## DOKUMENTTEXT
Zwei Jahre später übernahm der frühere Mittelfeldspieler seinen im Zuge des italienischen Manipulationsskandals zwangsabgestiegenen Ex-Club Juventus Turin, führte die "Alte Dame" zurück ins Oberhaus. Nach nur einem Jahr war Schluss. 2010 wurde er mit Olympique Marseille französischer Meister. Eine Tendenz lässt sich feststellen: Deschamps kehrt als Trainer dorthin zurück, wo er schon als Spieler mitprägend war.

So auch 2012 zur Nationalmannschaft. 103 Länderspiele hat Deschamps für die "Bleus" absolviert. Sein Revier war das defensive Mittelfeld. Ein Aufräumer. Hart gegen sich selbst, aber unermüdlich. Für Glanz und Brillanz waren auch in der Weltmeistermannschaft von 1998 andere zuständig, allen voran Zinedine Zidane. Aber Deschamps war der Kapitän.

## AUFGABE A
Zähle in den Einträgen unten die Zeilen, in denen die Zeichenfolge „whole“ als ganzes Wort vorkommt, und gib nur die Zahl an.

## ANGEZEIGTE DATEN
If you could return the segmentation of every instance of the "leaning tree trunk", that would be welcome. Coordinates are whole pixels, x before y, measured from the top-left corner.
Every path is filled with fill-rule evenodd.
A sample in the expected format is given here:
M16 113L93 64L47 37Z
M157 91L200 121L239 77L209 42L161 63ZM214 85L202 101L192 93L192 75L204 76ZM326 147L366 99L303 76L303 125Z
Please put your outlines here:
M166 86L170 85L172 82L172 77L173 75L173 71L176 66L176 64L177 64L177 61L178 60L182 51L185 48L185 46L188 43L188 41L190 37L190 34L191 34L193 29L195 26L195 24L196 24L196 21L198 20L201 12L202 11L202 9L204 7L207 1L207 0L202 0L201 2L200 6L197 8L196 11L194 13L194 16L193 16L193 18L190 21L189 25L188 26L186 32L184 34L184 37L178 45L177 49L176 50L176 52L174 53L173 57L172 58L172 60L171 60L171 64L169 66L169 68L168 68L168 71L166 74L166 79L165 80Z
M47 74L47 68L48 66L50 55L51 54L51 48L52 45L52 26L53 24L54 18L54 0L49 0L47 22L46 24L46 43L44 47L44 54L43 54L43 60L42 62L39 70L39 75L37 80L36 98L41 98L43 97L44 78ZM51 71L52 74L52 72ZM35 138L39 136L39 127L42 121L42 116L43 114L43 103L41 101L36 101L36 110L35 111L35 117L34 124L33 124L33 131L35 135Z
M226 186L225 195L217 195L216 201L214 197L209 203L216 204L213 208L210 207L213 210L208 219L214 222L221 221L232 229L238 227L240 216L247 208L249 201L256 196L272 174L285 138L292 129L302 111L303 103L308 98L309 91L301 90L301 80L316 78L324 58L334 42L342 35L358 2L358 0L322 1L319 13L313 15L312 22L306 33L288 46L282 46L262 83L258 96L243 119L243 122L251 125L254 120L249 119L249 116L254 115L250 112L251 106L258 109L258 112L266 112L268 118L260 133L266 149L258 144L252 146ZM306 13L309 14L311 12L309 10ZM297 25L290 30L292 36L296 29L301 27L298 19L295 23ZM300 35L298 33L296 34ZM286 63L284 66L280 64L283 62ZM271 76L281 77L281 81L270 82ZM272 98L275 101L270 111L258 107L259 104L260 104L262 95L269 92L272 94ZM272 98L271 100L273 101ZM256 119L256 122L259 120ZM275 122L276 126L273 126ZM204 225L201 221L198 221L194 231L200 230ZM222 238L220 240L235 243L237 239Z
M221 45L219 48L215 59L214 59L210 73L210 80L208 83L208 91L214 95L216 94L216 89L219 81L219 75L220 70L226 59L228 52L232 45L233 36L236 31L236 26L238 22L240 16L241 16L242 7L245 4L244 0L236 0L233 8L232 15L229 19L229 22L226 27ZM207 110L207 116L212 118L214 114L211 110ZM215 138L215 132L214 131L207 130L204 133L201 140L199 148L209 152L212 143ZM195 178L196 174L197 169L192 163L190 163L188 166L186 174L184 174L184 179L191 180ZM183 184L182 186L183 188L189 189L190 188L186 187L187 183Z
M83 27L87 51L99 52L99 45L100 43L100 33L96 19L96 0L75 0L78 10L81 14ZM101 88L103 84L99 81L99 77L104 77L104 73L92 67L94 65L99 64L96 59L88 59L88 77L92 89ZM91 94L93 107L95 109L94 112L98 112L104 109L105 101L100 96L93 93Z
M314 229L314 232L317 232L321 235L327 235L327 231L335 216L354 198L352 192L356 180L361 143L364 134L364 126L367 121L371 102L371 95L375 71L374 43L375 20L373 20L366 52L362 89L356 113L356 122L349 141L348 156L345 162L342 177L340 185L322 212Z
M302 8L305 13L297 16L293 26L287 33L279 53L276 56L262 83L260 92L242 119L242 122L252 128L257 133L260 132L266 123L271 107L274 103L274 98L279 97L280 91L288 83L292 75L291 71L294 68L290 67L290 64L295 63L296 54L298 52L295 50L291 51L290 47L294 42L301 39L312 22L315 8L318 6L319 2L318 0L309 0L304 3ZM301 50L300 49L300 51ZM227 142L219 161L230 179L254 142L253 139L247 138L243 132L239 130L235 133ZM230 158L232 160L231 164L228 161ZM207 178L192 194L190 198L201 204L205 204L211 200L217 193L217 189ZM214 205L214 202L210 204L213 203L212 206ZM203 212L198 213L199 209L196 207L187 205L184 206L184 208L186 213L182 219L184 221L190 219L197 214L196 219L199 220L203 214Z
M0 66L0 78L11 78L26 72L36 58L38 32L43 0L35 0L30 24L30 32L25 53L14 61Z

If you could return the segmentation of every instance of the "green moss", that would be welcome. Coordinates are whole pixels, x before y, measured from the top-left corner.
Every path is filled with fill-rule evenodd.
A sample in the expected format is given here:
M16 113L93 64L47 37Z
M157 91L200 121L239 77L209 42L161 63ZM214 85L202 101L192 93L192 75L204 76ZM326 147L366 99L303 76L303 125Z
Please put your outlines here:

## AUFGABE B
Fasse den Text über Deschamps in zwei Sätzen zusammen.

## KORREKTES ERGEBNIS A
2

## KORREKTES ERGEBNIS B
Deschamps führte den zwangsabgestiegenen Club Juventus Turin zurück ins Oberhaus und wurde 2010 mit Olympique Marseille französischer Meister, wobei er als Trainer dorthin zurückkehrt, wo er schon als Spieler mitprägend war, so auch 2012 zur Nationalmannschaft. Als Spieler absolvierte er 103 Länderspiele für die „Bleus“ im defensiven Mittelfeld und war Kapitän der Weltmeistermannschaft von 1998.